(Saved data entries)
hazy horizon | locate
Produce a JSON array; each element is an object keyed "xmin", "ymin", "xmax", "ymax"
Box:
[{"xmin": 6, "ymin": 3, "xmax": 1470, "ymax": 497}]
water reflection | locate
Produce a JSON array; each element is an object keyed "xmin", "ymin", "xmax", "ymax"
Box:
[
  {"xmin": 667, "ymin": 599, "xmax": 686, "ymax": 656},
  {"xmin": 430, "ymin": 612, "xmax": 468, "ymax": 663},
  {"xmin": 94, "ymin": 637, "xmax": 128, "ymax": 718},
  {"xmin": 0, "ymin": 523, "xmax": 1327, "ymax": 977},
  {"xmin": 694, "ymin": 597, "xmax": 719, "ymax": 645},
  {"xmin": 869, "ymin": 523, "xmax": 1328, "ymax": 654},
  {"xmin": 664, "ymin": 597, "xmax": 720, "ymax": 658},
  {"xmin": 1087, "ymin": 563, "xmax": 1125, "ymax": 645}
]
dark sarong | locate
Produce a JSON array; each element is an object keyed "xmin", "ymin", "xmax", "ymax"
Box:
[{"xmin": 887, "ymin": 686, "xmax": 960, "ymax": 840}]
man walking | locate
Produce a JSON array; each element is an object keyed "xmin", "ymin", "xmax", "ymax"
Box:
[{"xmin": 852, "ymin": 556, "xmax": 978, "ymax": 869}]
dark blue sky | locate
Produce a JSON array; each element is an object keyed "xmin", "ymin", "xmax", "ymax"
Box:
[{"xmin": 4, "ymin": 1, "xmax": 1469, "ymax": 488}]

▶ [What you are asked to do]
Report the lines above that contain "dark".

▶ [Task answer]
dark sarong | locate
dark blue sky | locate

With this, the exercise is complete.